TEXT SHOWN ->
=-=-=-=-=

Many ancient cultures have attributed symbolic meaning and even prophetic significance to dreams.4, 5, 6, 7, 8, 9 Attitudes to dream evaluation vary depending on the culture from which they arise. Dreams are considered important, real, and public in some cultures, but nonsignificant and personal in others.
While there has always been a great interest in the psychology of human dreams, it was not until the end of the 19th century that Sigmund Freud and Carl Jung put forth some of the most widely-known modern theories of dreaming. Dreams, Freud famously stated, are "the royal road to the unconscious."10 Freud held that one purpose of dreams was to allow the psyche to take un-acted upon impulses and desires and fulfill them away from the conscious mind. Essentially, Freud considered dreaming an expression of repressed conflicts or desires. He believed that the basic function of dreaming was to allow the discharge of repressed instinctual impulses in such a way as to preserve sleep, and that the instigating force causing dreams to occur was always an instinctual, unconscious wish. Freud considered these unconscious wishes to be predominantly sexual in nature. For Freud, because dreams contained unacceptable and unpleasant wishes, this explained why dreams are so regularly and so easily forgotten.11
Carl Jung (1875 -1961), a Swiss psychoanalyst, was a friend and follower of Freud, but soon developed his own ideas about how dreams are formed. The main difference between the two great thinkers was that Jung, unlike Freud, believed the unconscious mind is not animalistic in nature, and that our individual primordial behaviors are not driven by instinct, sex or violence. Jung also believed that dreams had psychological importance, but proposed different theories about their meaning. Unlike Freud, who often suggested that specific symbols represented specific unconscious thoughts, Jung believed that dreams can be highly personal and that interpreting these dreams involved knowing a great deal about the individual dreamer.

=-=-=-=-=

PROVIDED DATA ->
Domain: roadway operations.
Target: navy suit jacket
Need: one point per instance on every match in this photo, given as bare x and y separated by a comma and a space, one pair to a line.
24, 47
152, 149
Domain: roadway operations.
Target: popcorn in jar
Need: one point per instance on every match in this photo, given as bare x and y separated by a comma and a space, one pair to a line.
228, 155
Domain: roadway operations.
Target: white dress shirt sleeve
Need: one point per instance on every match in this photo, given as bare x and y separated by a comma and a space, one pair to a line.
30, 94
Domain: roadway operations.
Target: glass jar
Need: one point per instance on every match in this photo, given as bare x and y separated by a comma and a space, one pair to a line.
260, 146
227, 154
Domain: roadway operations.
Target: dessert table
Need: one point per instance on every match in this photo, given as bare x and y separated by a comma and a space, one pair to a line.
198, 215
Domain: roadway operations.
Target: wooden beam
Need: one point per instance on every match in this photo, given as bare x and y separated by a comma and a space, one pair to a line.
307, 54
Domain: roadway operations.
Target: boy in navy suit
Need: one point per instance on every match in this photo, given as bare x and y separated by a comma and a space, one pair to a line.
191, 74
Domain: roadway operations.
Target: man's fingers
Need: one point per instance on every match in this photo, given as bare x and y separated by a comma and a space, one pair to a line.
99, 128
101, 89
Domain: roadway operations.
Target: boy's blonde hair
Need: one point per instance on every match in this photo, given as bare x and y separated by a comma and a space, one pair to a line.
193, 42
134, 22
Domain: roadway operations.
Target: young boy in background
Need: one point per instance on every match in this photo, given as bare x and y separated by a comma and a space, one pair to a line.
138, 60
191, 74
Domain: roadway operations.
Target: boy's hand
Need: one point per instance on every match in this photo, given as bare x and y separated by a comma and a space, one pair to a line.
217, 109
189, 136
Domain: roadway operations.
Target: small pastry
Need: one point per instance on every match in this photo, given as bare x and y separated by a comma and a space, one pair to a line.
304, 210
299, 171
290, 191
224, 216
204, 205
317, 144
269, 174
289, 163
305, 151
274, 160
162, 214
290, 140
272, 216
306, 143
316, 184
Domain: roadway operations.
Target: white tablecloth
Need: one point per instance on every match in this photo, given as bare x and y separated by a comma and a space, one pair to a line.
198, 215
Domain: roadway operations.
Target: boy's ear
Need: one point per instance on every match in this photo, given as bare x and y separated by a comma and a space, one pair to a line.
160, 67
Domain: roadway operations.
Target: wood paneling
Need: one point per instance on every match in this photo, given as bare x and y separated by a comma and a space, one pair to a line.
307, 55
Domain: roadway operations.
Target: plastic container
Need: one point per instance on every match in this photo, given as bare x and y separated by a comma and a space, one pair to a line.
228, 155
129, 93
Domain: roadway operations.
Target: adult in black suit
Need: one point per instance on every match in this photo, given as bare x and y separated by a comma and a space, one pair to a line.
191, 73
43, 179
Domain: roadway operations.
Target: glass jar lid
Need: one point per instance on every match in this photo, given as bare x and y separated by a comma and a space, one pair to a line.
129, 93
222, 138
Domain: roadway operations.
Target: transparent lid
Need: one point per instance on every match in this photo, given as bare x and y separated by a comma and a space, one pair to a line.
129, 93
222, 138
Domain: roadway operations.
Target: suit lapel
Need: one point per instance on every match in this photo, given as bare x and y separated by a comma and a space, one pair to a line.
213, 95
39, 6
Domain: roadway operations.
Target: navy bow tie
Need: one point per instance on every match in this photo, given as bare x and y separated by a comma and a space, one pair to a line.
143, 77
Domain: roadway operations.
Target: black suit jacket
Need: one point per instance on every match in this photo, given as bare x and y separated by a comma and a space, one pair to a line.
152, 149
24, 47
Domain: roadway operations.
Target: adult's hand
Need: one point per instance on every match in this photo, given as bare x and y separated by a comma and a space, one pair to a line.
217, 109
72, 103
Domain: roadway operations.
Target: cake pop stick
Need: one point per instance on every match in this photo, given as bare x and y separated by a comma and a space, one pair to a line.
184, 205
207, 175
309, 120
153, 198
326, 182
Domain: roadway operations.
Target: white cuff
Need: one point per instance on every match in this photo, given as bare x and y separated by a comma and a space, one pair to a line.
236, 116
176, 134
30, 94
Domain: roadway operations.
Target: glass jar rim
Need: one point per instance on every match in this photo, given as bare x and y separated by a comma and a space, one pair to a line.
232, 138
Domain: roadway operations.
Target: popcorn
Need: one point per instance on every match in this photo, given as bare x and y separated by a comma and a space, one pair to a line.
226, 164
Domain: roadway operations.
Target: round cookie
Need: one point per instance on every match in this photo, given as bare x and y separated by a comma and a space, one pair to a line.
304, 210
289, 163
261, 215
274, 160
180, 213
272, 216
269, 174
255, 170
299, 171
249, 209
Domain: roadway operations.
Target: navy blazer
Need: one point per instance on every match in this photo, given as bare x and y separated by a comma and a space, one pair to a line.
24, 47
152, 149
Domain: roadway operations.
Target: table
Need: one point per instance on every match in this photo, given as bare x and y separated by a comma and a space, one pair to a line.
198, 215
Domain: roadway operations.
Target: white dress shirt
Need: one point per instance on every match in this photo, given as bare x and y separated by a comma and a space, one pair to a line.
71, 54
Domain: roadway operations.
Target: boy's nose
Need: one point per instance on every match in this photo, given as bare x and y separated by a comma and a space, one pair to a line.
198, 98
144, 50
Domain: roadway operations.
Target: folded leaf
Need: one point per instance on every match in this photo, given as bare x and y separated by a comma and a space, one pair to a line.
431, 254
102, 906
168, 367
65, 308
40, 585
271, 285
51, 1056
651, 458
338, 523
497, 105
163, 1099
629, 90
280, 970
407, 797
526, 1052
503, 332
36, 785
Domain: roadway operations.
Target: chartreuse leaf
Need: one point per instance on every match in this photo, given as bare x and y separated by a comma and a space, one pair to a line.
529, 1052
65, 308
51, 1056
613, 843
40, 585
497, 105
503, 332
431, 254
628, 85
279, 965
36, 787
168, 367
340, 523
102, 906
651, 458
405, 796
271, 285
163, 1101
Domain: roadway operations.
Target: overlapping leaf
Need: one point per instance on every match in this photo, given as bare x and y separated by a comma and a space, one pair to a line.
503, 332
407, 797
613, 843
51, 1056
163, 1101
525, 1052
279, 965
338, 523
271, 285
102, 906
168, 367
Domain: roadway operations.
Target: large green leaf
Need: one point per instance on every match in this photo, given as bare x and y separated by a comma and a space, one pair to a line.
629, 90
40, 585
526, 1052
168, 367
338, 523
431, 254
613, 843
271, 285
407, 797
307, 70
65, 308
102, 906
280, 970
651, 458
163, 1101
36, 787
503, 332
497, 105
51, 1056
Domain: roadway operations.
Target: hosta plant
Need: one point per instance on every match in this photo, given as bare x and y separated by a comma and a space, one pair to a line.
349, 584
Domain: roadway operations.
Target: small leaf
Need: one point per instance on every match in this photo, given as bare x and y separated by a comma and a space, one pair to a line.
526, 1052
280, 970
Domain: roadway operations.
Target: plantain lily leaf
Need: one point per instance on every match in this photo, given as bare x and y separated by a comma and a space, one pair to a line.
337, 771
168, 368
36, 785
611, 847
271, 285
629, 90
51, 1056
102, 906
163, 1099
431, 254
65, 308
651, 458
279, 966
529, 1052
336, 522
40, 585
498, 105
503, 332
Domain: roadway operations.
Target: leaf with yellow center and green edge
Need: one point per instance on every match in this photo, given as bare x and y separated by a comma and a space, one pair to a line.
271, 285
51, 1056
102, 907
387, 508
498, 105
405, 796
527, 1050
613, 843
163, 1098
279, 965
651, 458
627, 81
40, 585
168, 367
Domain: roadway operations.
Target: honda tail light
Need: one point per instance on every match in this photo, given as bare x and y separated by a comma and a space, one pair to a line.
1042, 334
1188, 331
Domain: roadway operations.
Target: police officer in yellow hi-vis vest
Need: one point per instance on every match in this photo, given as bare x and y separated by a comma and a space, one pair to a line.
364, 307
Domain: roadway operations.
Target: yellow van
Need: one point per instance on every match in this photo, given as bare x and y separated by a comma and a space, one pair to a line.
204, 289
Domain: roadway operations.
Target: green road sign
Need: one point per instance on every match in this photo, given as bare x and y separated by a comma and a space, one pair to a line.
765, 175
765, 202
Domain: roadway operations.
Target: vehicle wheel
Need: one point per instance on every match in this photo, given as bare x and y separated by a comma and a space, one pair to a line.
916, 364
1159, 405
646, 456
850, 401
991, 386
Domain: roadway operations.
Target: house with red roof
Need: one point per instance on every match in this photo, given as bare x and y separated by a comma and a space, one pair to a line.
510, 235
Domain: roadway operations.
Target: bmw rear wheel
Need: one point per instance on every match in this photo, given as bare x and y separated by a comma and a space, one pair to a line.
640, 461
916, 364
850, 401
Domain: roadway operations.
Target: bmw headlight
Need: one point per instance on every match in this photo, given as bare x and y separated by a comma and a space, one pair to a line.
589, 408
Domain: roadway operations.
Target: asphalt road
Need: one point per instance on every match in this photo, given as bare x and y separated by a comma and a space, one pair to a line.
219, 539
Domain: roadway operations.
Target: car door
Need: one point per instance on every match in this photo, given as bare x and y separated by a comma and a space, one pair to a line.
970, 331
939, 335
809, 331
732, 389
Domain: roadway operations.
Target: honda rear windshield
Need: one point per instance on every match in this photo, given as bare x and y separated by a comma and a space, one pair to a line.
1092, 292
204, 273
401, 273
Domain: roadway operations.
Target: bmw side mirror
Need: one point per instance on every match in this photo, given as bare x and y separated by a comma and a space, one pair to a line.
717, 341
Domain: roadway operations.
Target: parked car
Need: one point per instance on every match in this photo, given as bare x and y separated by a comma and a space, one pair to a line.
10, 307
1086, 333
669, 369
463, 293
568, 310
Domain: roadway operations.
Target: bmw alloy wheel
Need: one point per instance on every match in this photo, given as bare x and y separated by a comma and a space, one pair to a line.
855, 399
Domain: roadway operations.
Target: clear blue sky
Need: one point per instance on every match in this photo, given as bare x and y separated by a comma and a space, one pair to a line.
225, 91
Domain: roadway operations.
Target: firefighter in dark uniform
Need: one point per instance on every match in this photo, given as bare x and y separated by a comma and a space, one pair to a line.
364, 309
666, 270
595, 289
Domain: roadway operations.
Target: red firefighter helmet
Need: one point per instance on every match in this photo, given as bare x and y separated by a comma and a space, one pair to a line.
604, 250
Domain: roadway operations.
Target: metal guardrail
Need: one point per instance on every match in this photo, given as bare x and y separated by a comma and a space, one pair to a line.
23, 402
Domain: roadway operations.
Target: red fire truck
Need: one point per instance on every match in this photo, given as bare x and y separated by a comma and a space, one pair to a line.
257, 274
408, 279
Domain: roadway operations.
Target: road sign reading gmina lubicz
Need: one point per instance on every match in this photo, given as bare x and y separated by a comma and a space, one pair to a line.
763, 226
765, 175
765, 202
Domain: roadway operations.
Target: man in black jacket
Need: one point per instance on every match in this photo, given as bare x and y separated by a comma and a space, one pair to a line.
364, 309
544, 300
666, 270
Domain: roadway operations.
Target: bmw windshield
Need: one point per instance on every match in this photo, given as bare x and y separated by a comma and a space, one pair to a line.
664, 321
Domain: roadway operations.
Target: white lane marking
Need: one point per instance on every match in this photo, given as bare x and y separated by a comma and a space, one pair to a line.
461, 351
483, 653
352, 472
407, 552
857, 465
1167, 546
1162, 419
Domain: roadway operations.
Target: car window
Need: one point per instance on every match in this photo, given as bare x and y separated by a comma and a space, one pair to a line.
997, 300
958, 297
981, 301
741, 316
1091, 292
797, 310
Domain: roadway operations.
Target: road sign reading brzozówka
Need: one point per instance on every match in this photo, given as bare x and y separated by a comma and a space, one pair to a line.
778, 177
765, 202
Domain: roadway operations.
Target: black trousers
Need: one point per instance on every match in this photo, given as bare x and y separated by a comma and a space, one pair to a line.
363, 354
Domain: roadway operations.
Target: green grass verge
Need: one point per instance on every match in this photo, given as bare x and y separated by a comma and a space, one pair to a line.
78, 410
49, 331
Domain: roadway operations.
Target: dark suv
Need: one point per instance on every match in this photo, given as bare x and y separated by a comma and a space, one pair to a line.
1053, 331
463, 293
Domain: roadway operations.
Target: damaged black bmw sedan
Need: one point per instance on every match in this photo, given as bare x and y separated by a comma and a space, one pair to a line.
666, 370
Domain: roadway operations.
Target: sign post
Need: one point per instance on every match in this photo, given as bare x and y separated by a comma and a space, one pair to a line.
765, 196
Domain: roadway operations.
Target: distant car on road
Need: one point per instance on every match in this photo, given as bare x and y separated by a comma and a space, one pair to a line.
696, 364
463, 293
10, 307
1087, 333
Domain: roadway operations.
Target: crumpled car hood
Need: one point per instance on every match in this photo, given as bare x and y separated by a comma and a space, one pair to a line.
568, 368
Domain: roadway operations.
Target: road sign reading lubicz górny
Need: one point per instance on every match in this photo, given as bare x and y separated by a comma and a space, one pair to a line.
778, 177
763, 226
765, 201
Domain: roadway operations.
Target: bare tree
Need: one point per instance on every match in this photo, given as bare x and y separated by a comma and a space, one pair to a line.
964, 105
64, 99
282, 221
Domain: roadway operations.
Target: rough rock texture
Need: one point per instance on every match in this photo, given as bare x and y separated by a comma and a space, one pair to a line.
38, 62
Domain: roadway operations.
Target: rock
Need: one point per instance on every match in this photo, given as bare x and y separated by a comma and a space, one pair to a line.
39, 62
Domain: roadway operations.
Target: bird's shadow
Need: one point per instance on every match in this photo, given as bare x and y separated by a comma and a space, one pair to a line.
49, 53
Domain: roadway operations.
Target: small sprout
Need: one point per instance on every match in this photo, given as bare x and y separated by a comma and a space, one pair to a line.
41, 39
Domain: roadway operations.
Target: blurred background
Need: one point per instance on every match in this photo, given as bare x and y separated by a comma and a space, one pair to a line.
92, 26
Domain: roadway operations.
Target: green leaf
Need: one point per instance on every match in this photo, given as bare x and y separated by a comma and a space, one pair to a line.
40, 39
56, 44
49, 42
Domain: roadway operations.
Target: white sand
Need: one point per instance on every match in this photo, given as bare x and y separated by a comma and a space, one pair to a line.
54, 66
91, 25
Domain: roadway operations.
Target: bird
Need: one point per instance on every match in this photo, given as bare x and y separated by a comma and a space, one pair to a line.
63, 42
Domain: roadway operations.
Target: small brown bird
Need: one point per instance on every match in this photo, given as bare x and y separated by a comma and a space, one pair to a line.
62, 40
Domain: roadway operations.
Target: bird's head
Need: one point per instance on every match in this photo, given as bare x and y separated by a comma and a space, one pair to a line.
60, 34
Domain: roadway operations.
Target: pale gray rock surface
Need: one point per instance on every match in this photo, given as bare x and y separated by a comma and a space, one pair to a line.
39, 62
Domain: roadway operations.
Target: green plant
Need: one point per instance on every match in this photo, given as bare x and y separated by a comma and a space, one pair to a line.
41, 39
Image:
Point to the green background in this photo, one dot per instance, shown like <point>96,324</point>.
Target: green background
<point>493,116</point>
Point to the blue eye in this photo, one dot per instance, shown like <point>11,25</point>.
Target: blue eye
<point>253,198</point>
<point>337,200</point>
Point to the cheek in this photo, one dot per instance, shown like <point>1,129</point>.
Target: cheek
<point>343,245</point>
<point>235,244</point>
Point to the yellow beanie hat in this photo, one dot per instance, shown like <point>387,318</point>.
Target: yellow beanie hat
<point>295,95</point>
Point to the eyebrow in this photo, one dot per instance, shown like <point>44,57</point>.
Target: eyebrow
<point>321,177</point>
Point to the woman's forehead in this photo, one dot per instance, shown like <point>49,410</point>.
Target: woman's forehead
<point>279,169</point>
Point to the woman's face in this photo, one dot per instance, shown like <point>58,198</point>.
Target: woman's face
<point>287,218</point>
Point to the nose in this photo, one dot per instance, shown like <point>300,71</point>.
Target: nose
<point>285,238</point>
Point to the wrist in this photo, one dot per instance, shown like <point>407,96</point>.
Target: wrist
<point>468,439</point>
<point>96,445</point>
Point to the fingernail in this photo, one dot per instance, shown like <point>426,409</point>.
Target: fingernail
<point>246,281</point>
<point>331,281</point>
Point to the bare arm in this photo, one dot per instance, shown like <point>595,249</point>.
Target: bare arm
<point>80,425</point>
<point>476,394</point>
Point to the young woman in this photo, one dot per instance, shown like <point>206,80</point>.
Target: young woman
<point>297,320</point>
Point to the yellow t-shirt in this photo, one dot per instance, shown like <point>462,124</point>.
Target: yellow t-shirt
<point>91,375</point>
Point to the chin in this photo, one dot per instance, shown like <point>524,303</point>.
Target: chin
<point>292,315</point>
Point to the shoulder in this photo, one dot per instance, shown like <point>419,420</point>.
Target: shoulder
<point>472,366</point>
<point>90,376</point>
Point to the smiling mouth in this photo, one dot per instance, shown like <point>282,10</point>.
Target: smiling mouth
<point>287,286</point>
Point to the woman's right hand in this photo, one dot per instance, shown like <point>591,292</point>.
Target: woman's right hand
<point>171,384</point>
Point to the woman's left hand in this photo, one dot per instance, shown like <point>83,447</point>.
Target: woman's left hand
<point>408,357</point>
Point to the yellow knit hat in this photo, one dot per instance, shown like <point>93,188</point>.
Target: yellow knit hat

=-=-=-=-=

SHORT PROBLEM ->
In the text on dream theories, what reason did Freud give for why dreams are so regularly and easily forgotten? The material comes from a separate source, unrelated to the text on dream theories.

ANSWER TO THE EXERCISE ->
Dreams contained unacceptable and unpleasant wishes.